(Records from a data source)

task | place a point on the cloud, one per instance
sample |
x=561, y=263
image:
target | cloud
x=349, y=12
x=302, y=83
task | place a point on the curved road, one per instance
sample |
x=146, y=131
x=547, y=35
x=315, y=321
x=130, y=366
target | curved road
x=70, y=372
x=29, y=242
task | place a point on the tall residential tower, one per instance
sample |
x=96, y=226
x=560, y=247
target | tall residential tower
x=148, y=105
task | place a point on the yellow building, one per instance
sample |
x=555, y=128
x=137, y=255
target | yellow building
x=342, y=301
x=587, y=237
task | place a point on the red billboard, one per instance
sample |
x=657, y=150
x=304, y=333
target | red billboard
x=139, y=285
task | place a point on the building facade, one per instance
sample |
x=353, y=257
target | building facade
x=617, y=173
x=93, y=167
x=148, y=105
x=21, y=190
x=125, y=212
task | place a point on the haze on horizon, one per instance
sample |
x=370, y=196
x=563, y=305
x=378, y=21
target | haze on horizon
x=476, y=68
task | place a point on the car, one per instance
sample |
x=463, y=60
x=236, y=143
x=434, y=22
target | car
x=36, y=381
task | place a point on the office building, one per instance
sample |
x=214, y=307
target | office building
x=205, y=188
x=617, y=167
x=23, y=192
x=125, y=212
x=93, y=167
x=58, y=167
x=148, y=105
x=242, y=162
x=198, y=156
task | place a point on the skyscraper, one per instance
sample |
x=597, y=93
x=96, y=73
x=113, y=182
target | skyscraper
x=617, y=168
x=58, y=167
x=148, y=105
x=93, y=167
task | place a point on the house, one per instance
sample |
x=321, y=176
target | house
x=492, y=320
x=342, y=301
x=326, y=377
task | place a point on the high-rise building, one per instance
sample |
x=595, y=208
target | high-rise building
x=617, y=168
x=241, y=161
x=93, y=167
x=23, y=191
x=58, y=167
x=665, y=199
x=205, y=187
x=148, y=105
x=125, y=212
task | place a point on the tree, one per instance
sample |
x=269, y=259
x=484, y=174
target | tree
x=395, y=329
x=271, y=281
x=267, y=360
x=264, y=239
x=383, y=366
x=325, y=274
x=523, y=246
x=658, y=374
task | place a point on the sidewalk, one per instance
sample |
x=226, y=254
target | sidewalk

■ **Task instructions**
Repeat the material from the line containing "task | place a point on the house, one" through its final line, both included, substituting "one for each instance" for every "one per instance" and leaving everything else unchanged.

■ **Solved problem**
task | place a point on the house, one for each instance
sample |
x=321, y=176
target | house
x=492, y=320
x=342, y=301
x=326, y=377
task | place a point on the high-rise building, one for each instance
sample |
x=595, y=208
target | high-rise building
x=617, y=168
x=241, y=161
x=93, y=167
x=23, y=191
x=58, y=167
x=665, y=199
x=205, y=187
x=148, y=105
x=125, y=212
task | place a point on the tree, one for each instance
sample |
x=269, y=259
x=484, y=174
target | tree
x=395, y=329
x=271, y=281
x=267, y=360
x=264, y=239
x=383, y=366
x=325, y=274
x=523, y=246
x=658, y=374
task | place a point on the sidewalk, one for each instance
sample |
x=226, y=254
target | sidewalk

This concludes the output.